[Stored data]
/---
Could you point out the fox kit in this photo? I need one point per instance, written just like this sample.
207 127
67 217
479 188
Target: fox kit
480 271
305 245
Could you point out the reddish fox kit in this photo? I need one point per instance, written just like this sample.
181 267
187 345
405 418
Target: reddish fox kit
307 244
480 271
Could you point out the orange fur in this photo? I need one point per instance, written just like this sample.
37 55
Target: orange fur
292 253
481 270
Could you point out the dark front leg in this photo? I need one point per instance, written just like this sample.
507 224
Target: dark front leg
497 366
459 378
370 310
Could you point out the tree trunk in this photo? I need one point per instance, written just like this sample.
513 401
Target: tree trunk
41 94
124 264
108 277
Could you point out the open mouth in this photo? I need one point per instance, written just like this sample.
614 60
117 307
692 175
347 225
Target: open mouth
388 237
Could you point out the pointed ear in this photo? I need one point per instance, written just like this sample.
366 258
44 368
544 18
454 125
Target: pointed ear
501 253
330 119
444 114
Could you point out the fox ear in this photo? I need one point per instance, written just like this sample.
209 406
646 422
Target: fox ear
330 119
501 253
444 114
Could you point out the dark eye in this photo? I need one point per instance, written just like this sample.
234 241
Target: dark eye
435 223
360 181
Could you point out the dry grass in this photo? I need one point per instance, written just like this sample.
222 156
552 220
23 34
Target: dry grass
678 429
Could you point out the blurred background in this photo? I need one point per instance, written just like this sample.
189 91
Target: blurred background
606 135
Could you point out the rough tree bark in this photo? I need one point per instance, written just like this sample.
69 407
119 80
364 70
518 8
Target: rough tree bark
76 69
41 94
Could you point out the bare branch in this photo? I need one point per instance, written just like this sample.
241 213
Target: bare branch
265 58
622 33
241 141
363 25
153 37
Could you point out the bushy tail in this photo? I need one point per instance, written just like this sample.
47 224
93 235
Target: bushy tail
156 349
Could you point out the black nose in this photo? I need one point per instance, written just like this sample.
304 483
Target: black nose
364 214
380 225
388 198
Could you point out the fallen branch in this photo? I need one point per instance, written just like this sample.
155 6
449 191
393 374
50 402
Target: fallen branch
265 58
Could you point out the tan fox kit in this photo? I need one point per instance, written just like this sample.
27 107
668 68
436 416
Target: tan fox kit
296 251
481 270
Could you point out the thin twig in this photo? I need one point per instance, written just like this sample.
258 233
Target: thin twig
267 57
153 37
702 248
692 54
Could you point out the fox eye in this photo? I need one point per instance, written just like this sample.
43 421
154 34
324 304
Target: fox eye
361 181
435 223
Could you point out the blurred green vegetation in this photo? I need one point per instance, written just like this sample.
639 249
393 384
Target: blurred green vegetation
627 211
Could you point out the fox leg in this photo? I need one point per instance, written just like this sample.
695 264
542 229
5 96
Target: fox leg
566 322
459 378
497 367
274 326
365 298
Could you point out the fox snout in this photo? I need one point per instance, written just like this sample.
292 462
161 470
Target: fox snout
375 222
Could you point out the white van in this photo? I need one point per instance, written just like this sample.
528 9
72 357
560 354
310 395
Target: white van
\---
• [TASK REQUIREMENTS]:
Reproduce the entries above in full, verbatim.

• [ANSWER BOX]:
Could you point out the fox kit in this photo? I need one point per instance, written just like this sample.
207 127
67 217
479 188
Target: fox kit
480 271
305 245
Could you point out the reddish fox kit in this photo? I need one point per instance, written just like this sample.
181 267
187 345
405 418
Target: reddish fox kit
307 244
480 271
Could you point out the orange fur in this photo? I need one point per instance, written just like this sample.
37 55
Target: orange fur
292 253
481 270
Could you point out the dark front leg in this photo? I need one point per instance, written just like this sample.
507 224
Target: dark front leg
497 366
459 378
370 310
Could you point out the tree trunk in this photo? I need one point per instance, written just like this sample.
513 401
Target: tree trunk
41 94
124 264
108 277
Could you point out the open mouth in this photo? I need one point per instance, written just like this sample.
614 60
117 307
692 175
347 225
Target: open mouth
388 237
Could you point out the pointed ear in this photo? I need one point per instance, written just like this sample.
366 258
44 368
544 18
454 125
Target: pointed ear
501 253
330 119
444 114
Could you point out the fox ear in this photo? I need one point per instance, written just like this sample.
209 406
646 422
Target: fox ear
330 119
501 253
444 114
Could you point out the dark eye in this photo? I need one point per instance, written just like this sample.
234 241
Target: dark eye
435 223
360 181
Could you point out the dry grass in this photo? I need one point per instance, written just like this sample.
222 156
552 220
23 34
Target: dry grass
678 429
Could you point out the blurred background in this photo? I need one point per instance, written just like this sample.
189 91
Target: blurred background
606 135
Could you point out the rough tree bark in this photo? I need one point per instance, written just like this sample.
69 407
119 80
364 70
518 8
Target: rough tree bark
76 69
41 94
Could you point out the bare branch in this photo? I need one point per instance, written just like this sample.
241 213
Target: bare branch
265 58
622 33
241 141
363 25
153 37
Could you point out the bushy tail in this photo? I need one point per instance, written just like this sample.
47 224
93 235
Target: bushy tail
156 349
Could you point out the black nose in this photo? I need one point per instance, written just like this sample.
304 483
Target: black nose
364 214
380 225
388 198
Could you point out the fallen branch in this photo? I need one point per instance, written just like this sample.
155 6
449 191
393 374
50 402
Target: fallen branch
265 58
Could you point out the tan fox kit in this photo? I need one point per instance, written just like this sample.
27 107
668 68
436 416
Target: tan fox kit
296 251
481 270
Could you point out the thin twig in this photo? I need one point per instance, written just like this sample.
258 233
Target: thin twig
267 57
153 37
702 248
692 54
Could you point out the fox eye in this photo? I need one point per instance, written just like this sample.
43 421
154 34
324 304
Target: fox eye
361 181
435 223
Could you point out the blurred green vegetation in this photo? I need one point per instance, written just like this sample.
639 249
393 384
Target: blurred green vegetation
627 211
Could you point out the fox leg in this photo? I need one point per instance, written just like this sample.
695 264
542 229
5 96
Target: fox leg
566 322
459 378
497 367
274 326
365 298
Could you point out the fox snout in this photo? I need one point per instance, written just like this sample.
292 462
161 470
Target: fox snout
375 222
Could you point out the white van in this photo? I need one point per instance, written just like this sample.
528 9
72 357
560 354
310 395
Target: white van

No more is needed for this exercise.